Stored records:

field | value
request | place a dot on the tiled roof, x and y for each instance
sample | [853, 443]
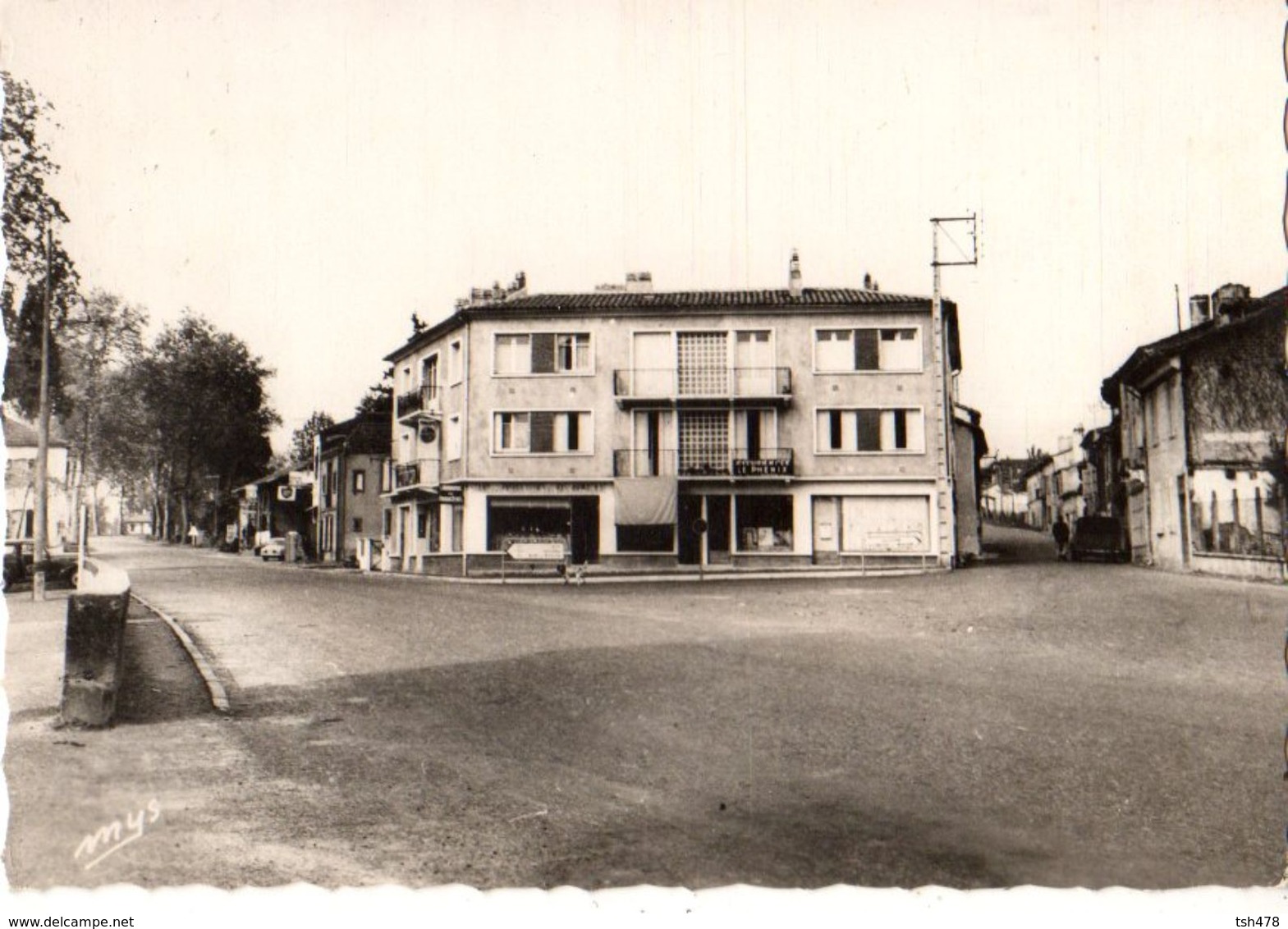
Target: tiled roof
[362, 434]
[662, 302]
[18, 434]
[616, 300]
[1147, 356]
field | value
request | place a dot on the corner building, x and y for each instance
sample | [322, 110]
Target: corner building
[724, 429]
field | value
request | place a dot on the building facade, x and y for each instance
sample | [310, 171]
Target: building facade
[640, 429]
[22, 449]
[351, 467]
[1202, 418]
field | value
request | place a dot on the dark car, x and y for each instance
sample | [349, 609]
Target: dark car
[18, 566]
[1099, 538]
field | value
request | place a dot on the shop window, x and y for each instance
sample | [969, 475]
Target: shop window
[516, 519]
[764, 524]
[645, 539]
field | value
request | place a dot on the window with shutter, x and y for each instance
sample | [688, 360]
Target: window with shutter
[543, 432]
[866, 350]
[543, 353]
[869, 429]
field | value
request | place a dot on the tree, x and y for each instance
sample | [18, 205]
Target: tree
[102, 335]
[30, 210]
[187, 422]
[301, 440]
[379, 398]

> [Exercise directions]:
Reproduce every entry word for word, but skip any pictures.

> [The completed task]:
field | value
request | place a dot on the tiled roof, x and y for each instance
sample | [853, 443]
Target: tiled roof
[362, 434]
[662, 302]
[18, 434]
[616, 300]
[1147, 356]
field | value
request | place a dot on the corner building, x and y for each instance
sample | [322, 110]
Target: corner building
[724, 429]
field | value
request | place a dot on the building facade, x and y for each instance
sample | [310, 171]
Target: building facade
[640, 429]
[22, 449]
[351, 467]
[1202, 418]
field | value
request | place a dot on the dark car, x and y for each instance
sample | [349, 609]
Target: dark car
[18, 566]
[1099, 538]
field | value
request | place a dot on the shop window, x and y for each instance
sample | [969, 475]
Target: shop window
[516, 519]
[764, 524]
[645, 539]
field | value
request | place a dot on the window with shutter, x and y for each instance
sample | [688, 360]
Target: window with shutter
[543, 432]
[866, 350]
[543, 353]
[869, 429]
field | value
request | place a dot on the tree, x and y for each instance
sample | [18, 205]
Target: tree
[102, 335]
[30, 210]
[187, 422]
[301, 440]
[379, 398]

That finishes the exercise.